:: Assigned task 1 ::
Answer these questions using the pregnancy care text.
(a) In what fields are the Lakeland Regional Health OB/GYN physicians specially trained?
(b) How often will the chosen provider see an expectant mother, including in the last month of pregnancy?
(c) Approximately how many deliveries does Lakeland Regional Health have each year?
:: Assigned task 2 ::
Write out everything in the pregnancy care text from "Choosing your Healthcare" down to "your baby grows.".

:: Text segment ::

Congratulations on your pregnancy! You are now entering an exciting time of preparation and expectation. During the next nine months, you will make many choices for you and your baby. Choosing your provider and where you will deliver your baby are two of the most important decisions for you to consider.
Choosing your Healthcare Provider
One of the first things to do is choose a healthcare provider to be by your side during your nine months of pregnancy and your delivery. Our Lakeland Regional Health OB/GYN physicians are all specially trained in obstetrics and gynecology and are ready to walk with you on this journey. Appropriate prenatal care is vitally important in making sure your pregnancy is as healthy as possible. Developing a relationship with your physician and care team early in your pregnancy helps to bring you peace of mind as your body changes and as your baby grows.
Once you choose your provider, he or she will see you each month during your pregnancy and more often during the last month of pregnancy. Some expectant mothers may need to visit their doctor more often. Your physician or provider will be your best resource during this time as he or she monitors your health and progress and the growth and development of your baby.
Where to Deliver
Choosing where to deliver your baby is an important consideration. At Lakeland Regional Health, we are committed to your well-being and the health of your baby. With approximately 3,000 deliveries each year, we are experienced in welcoming babies into the world. Our Carol Jenkins Barnett Pavilion for Women and Children, with its contemporary design and state-of-the-art technology, you will have even more reasons to choose Lakeland Regional Health as your ideal childbirth destination.
What Do I Need to Know About Pregnancy?
Even if this pregnancy is not your first, we know you will have questions. Your doctor knows you best and understands your unique healthcare needs and will be your best source of information about your pregnancy.

:: Given information ::

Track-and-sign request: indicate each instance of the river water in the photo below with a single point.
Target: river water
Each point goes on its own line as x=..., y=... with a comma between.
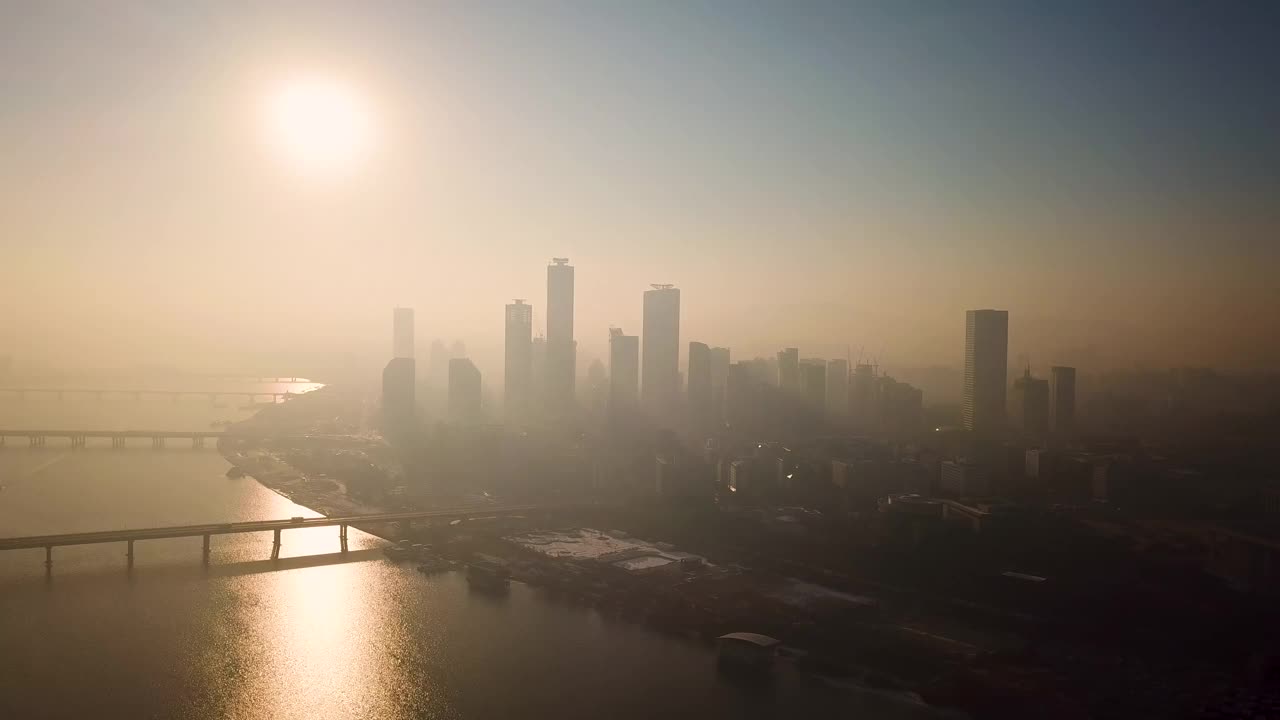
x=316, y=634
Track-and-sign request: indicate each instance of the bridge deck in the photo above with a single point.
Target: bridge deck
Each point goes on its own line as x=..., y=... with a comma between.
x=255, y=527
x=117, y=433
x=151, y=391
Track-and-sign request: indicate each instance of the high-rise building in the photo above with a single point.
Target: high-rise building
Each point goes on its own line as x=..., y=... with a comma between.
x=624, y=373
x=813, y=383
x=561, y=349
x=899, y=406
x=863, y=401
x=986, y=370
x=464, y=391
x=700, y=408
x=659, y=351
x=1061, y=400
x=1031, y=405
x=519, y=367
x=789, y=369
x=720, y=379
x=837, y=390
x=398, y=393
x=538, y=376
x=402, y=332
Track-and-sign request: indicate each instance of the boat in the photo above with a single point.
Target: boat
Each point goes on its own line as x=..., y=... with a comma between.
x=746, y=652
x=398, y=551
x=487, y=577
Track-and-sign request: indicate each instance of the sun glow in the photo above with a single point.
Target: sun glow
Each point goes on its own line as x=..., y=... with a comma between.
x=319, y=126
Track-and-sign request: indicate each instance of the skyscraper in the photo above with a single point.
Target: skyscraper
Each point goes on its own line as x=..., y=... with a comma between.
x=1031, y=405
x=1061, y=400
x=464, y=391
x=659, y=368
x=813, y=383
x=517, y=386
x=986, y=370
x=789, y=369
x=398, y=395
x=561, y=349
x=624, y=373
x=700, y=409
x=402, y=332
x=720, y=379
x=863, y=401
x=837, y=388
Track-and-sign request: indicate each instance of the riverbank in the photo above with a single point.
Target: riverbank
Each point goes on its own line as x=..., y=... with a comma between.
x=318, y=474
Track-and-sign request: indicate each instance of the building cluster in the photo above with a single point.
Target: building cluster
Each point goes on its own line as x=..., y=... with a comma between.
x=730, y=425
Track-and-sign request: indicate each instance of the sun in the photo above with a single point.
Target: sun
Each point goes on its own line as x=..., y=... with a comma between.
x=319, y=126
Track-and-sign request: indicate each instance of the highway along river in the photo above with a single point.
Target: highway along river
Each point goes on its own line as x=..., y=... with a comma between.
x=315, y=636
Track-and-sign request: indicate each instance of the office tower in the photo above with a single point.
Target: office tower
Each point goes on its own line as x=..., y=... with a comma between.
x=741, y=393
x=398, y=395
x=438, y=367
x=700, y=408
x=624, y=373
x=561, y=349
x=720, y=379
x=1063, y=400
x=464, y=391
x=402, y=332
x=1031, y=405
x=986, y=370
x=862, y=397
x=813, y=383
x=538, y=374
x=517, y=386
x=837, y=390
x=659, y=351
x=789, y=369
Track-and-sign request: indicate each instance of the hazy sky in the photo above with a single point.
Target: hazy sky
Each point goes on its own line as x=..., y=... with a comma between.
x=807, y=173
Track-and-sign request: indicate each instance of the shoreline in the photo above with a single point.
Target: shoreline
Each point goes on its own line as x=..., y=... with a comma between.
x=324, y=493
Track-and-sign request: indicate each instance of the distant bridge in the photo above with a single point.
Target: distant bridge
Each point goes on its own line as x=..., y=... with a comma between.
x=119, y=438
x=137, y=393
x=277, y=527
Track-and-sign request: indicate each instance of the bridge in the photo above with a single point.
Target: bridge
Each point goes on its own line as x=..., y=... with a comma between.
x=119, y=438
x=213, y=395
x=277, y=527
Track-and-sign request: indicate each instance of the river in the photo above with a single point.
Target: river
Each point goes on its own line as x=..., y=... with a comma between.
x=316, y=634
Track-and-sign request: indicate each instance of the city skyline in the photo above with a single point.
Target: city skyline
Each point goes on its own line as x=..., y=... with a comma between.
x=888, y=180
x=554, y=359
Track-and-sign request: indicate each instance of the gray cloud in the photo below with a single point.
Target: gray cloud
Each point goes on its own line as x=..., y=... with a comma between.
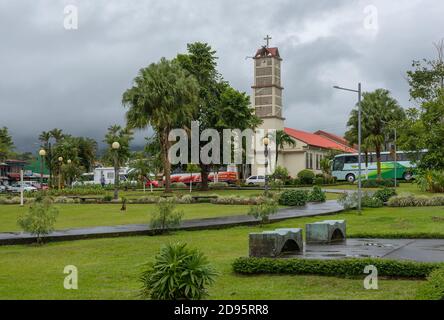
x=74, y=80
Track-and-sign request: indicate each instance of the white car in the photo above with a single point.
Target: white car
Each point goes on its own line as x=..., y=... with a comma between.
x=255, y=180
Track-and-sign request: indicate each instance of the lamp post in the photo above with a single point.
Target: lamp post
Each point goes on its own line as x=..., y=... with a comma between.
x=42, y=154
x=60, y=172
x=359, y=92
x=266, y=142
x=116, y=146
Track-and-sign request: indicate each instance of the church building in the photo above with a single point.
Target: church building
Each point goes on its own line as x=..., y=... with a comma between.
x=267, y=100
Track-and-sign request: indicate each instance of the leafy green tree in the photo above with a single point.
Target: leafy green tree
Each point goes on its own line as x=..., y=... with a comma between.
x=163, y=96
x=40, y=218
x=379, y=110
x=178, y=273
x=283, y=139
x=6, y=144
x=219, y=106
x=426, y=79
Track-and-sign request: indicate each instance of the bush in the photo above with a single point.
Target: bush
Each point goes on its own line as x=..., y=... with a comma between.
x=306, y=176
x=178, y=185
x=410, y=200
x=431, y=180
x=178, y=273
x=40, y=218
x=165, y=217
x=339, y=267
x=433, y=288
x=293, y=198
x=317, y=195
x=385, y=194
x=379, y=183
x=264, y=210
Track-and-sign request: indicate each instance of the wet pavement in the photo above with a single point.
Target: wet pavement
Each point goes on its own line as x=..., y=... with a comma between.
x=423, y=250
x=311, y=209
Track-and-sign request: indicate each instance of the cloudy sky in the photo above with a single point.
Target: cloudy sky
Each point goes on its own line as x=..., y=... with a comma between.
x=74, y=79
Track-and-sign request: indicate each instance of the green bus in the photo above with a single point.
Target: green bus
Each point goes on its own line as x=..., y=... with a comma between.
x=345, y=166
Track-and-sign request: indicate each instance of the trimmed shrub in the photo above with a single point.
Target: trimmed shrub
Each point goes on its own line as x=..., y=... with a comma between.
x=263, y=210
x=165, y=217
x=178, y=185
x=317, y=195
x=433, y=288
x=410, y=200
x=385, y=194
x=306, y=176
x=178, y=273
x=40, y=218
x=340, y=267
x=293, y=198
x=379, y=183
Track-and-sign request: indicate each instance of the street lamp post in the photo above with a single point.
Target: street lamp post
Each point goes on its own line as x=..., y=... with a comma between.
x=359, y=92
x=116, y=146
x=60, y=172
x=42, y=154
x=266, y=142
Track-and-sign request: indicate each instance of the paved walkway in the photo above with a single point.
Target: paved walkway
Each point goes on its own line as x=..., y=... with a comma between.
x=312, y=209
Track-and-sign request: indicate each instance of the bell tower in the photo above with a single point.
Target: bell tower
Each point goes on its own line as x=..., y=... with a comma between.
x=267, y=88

---

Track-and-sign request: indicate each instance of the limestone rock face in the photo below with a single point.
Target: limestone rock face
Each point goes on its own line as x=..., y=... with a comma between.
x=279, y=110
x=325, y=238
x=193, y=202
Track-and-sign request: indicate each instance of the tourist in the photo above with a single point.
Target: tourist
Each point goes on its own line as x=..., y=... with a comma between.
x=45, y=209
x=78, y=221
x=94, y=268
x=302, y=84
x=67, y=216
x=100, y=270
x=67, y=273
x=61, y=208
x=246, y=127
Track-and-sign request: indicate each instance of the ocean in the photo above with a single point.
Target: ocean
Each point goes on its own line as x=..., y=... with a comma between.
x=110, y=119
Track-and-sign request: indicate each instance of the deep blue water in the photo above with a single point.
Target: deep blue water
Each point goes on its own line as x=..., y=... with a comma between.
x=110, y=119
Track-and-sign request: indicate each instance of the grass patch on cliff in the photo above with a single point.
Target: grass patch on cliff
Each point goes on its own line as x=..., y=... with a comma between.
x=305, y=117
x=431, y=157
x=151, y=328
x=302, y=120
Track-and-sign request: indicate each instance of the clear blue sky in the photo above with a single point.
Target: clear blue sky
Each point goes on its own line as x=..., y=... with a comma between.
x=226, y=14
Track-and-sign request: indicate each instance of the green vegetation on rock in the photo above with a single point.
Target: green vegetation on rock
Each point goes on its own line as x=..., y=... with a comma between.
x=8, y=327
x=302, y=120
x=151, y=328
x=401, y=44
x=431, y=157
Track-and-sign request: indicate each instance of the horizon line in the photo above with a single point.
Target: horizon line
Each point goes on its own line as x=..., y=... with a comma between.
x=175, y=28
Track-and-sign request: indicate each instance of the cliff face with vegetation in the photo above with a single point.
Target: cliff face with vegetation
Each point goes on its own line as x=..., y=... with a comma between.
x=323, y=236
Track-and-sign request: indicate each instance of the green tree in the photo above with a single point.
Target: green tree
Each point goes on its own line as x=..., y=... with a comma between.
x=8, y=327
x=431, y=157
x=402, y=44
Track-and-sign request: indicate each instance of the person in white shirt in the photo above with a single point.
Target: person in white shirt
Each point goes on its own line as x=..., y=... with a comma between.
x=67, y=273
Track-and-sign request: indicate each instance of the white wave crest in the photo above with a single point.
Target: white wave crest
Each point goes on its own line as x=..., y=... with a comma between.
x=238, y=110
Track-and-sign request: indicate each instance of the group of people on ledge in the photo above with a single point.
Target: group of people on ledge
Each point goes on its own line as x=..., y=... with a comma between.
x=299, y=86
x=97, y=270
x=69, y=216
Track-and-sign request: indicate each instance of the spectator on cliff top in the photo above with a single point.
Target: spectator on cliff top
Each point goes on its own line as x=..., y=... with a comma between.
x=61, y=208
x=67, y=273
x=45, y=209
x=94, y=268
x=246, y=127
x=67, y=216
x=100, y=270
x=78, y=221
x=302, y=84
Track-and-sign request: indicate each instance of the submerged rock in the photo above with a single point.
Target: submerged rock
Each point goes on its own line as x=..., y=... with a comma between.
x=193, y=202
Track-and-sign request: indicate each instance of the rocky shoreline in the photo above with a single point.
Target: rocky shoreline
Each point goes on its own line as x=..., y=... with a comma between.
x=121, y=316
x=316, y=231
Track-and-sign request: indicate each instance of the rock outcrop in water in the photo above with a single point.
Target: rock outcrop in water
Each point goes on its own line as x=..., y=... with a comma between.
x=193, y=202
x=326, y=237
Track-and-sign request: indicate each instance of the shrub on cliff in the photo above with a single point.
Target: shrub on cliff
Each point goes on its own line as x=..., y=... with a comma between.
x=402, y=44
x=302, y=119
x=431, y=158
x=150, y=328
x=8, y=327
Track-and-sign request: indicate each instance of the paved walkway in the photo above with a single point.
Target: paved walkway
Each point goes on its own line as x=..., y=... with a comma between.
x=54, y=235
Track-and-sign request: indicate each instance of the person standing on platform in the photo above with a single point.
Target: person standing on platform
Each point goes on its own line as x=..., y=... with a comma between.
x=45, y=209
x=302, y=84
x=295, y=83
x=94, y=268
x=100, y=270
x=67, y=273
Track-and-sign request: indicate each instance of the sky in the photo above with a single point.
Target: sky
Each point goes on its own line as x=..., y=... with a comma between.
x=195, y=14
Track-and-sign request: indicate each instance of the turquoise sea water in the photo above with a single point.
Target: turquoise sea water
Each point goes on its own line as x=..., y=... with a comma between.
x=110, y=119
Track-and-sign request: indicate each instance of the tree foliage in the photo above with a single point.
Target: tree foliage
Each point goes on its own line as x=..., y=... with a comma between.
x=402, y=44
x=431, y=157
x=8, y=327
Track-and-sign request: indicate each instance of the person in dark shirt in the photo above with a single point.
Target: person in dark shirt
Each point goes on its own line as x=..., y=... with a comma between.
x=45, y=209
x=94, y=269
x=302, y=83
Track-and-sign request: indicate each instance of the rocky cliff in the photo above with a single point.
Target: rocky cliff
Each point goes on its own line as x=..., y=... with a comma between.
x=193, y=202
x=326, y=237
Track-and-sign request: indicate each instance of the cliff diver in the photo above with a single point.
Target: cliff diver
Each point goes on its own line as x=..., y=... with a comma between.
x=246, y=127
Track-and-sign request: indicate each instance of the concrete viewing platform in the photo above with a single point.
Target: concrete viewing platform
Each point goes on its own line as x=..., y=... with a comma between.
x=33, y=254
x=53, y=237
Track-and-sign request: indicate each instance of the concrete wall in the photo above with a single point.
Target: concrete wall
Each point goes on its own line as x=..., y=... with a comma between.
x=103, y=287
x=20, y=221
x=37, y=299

:: Response 1 ::
(a) Obstetrics and gynecology.
(b) Each month during the pregnancy, and more often during the last month.
(c) Approximately 3,000.

:: Response 2 ::
Choosing your Healthcare Provider
One of the first things to do is choose a healthcare provider to be by your side during your nine months of pregnancy and your delivery. Our Lakeland Regional Health OB/GYN physicians are all specially trained in obstetrics and gynecology and are ready to walk with you on this journey. Appropriate prenatal care is vitally important in making sure your pregnancy is as healthy as possible. Developing a relationship with your physician and care team early in your pregnancy helps to bring you peace of mind as your body changes and as your baby grows.